• [Selected passage]:

____

She moved to Houston in 1925, and joined the city's chapter of the NAACP in 1943. She served the chapter as executive secretary from 1949 or 1950 to 1959, through the period of the landmark Smith v. Allwright case. After the case was decided in favor of Smith, the Houston chapter of the NAACP became a popular target for bomb threats. She refused to divulge the group's membership rolls to police due to the belief that the Houston police were trying to procure the list in order to break up the chapter, under the guise of claims of barratry. She was one of the chapter members who testified during the trial regarding the attempted seizure of the chapter's records.

Adair worked on desegregation of the Houston Public Library, airport, hospital, and public transit facilities, as well as department store dressing rooms. She was part of the effort to make black Texans eligible to serve on juries, and to be hired for county jobs. Adair co-founded the Harris County Democrats, an integrated organization, and in 1966 was the first African-American woman elected to the state's Democratic Executive Committee (though she refused her seat on the committee in protest). She was also active in the Methodist Episcopal Church from childhood, and was the first woman on the denomination's general board.

Adair was honored during her lifetime, as the namesake of a county park and community center in Houston, which includes a John T. Biggers mural about her life; and in 1984 when she was inducted into the Texas Women's Hall of Fame. She also gave an interview in 1977 to the Black Women Oral History Project at Harvard's Schlesinger Library on the History of Women in America.

==Personal life and legacy==
Christia Daniels was widowed in 1943 and died in 1989 at 96.

Her papers are archived in the collection of the Houston Public Library, within the African American Library at the Gregory School in the Fourth Ward.

____

• [Information]:
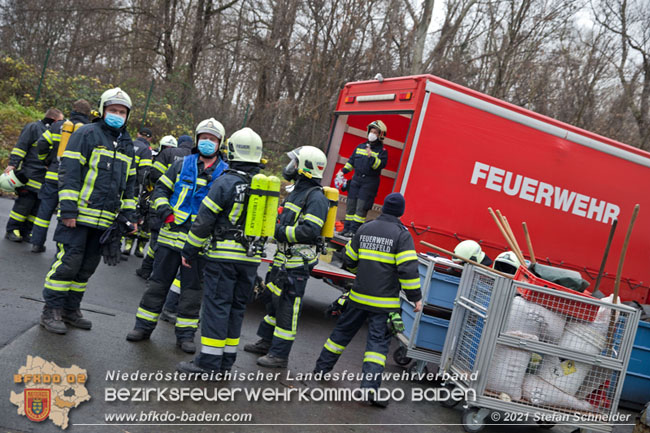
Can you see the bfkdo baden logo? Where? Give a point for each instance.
(50, 392)
(37, 404)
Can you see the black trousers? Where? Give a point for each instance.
(166, 264)
(77, 257)
(280, 325)
(228, 287)
(23, 213)
(49, 197)
(377, 343)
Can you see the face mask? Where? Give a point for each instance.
(113, 120)
(207, 147)
(290, 172)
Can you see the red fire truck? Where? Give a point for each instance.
(454, 152)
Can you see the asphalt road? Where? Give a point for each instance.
(110, 302)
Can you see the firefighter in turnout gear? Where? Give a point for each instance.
(367, 161)
(230, 272)
(383, 257)
(48, 148)
(30, 171)
(298, 237)
(97, 177)
(143, 162)
(177, 197)
(170, 152)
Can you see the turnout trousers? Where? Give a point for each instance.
(361, 197)
(77, 257)
(280, 325)
(379, 336)
(49, 199)
(23, 213)
(228, 288)
(166, 264)
(147, 262)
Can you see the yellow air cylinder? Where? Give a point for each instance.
(66, 131)
(332, 195)
(256, 206)
(272, 201)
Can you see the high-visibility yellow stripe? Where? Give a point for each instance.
(376, 256)
(374, 301)
(17, 217)
(405, 256)
(375, 357)
(284, 334)
(313, 218)
(212, 342)
(210, 204)
(411, 284)
(349, 251)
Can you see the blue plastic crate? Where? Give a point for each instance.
(432, 331)
(443, 289)
(636, 388)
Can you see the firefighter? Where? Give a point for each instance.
(230, 273)
(30, 170)
(298, 236)
(171, 150)
(177, 197)
(97, 177)
(471, 250)
(48, 147)
(507, 262)
(143, 162)
(367, 161)
(383, 257)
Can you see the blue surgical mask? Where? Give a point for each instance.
(207, 147)
(114, 121)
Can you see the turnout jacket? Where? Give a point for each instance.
(382, 255)
(221, 216)
(24, 156)
(142, 159)
(299, 225)
(167, 157)
(170, 198)
(364, 166)
(48, 145)
(97, 176)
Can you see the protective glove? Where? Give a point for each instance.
(111, 240)
(340, 180)
(110, 244)
(337, 307)
(395, 323)
(280, 233)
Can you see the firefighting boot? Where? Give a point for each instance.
(52, 321)
(128, 245)
(76, 319)
(14, 235)
(191, 367)
(186, 346)
(261, 347)
(139, 248)
(168, 316)
(272, 361)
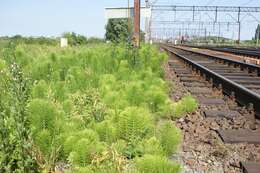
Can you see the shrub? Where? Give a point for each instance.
(156, 164)
(152, 146)
(134, 123)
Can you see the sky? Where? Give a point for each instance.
(87, 17)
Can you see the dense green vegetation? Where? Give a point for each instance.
(102, 108)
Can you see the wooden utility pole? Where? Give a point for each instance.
(137, 22)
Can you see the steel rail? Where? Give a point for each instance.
(243, 65)
(243, 95)
(245, 52)
(239, 51)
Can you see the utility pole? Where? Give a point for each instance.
(137, 22)
(239, 25)
(129, 16)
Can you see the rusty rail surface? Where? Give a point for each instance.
(243, 95)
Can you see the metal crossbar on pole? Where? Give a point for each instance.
(205, 8)
(137, 22)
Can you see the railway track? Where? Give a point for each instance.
(235, 78)
(248, 52)
(207, 77)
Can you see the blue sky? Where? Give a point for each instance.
(53, 17)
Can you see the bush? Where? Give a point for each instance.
(134, 124)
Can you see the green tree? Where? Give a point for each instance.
(117, 30)
(257, 33)
(75, 39)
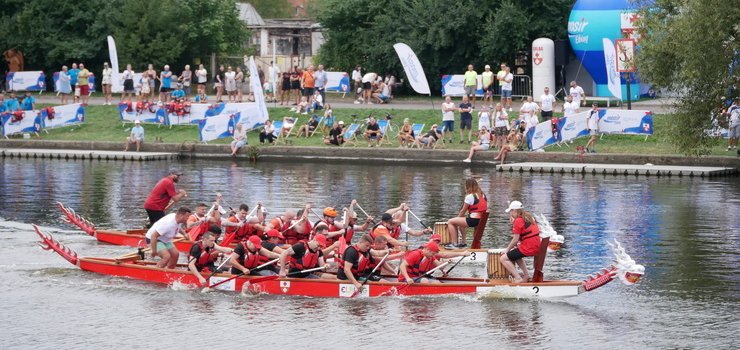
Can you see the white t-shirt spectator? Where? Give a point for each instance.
(167, 228)
(577, 93)
(570, 108)
(547, 102)
(448, 111)
(507, 82)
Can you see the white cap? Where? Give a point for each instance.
(514, 205)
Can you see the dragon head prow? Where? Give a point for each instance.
(546, 230)
(628, 271)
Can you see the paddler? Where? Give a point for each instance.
(525, 241)
(204, 253)
(249, 254)
(302, 256)
(163, 196)
(474, 204)
(161, 234)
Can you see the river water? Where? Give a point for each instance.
(684, 231)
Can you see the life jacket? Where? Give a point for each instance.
(420, 267)
(480, 204)
(308, 261)
(206, 258)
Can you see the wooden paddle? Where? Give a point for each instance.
(206, 289)
(357, 291)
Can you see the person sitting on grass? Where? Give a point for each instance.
(372, 132)
(483, 143)
(268, 132)
(406, 134)
(309, 127)
(240, 139)
(336, 135)
(429, 139)
(137, 136)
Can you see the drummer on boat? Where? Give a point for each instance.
(525, 241)
(249, 254)
(475, 203)
(204, 253)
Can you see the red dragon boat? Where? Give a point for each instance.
(624, 268)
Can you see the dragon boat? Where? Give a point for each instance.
(497, 284)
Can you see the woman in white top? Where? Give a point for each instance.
(230, 84)
(107, 81)
(201, 76)
(483, 144)
(500, 124)
(64, 86)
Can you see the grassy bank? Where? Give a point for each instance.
(102, 124)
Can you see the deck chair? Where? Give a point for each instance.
(350, 135)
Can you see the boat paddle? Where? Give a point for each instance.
(357, 291)
(208, 288)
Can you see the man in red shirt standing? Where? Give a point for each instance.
(163, 196)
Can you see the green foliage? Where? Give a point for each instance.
(51, 33)
(446, 35)
(686, 49)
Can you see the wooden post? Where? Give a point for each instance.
(539, 261)
(478, 233)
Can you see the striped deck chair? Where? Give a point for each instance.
(350, 135)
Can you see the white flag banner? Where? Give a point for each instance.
(259, 96)
(610, 60)
(413, 68)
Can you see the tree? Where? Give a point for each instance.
(689, 48)
(446, 35)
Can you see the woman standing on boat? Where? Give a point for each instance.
(474, 204)
(525, 241)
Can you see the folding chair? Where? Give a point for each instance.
(350, 134)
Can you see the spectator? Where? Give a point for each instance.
(336, 134)
(367, 86)
(219, 84)
(230, 84)
(547, 104)
(593, 128)
(295, 84)
(145, 86)
(500, 124)
(128, 83)
(64, 86)
(372, 132)
(309, 127)
(487, 80)
(165, 81)
(73, 81)
(483, 144)
(136, 136)
(506, 87)
(471, 84)
(579, 97)
(321, 80)
(406, 134)
(285, 91)
(466, 118)
(240, 138)
(239, 78)
(186, 79)
(201, 76)
(29, 103)
(106, 82)
(268, 132)
(448, 118)
(733, 125)
(357, 81)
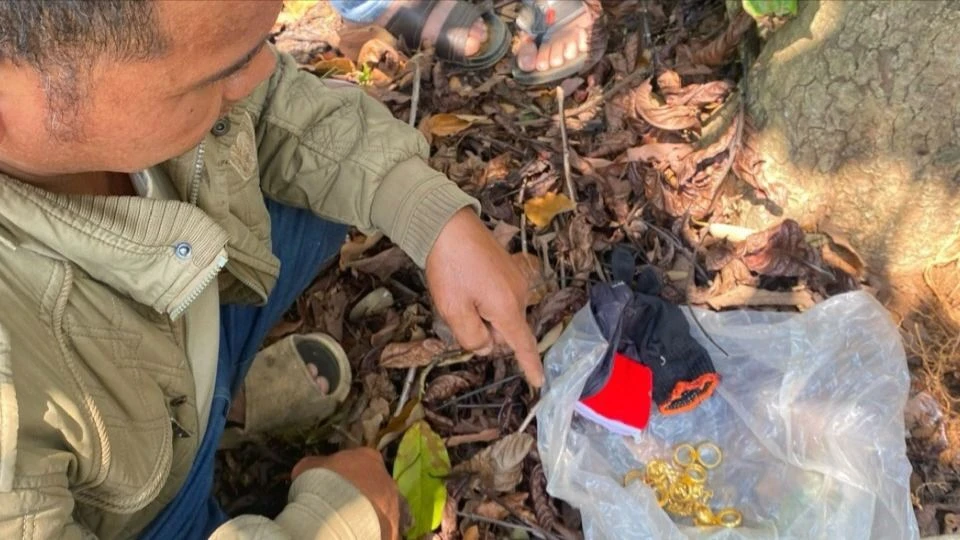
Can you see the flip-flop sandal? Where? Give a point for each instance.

____

• [Requirement 1]: According to the biographical passage, in what year was Adair inducted into the Texas Women's Hall of Fame?
• [Requirement 2]: Quote the biographical passage from "Adair was honored" to "the Fourth Ward.".

• [Expected output 1]: 1984

• [Expected output 2]:
Adair was honored during her lifetime, as the namesake of a county park and community center in Houston, which includes a John T. Biggers mural about her life; and in 1984 when she was inducted into the Texas Women's Hall of Fame. She also gave an interview in 1977 to the Black Women Oral History Project at Harvard's Schlesinger Library on the History of Women in America.

==Personal life and legacy==
Christia Daniels was widowed in 1943 and died in 1989 at 96.

Her papers are archived in the collection of the Houston Public Library, within the African American Library at the Gregory School in the Fourth Ward.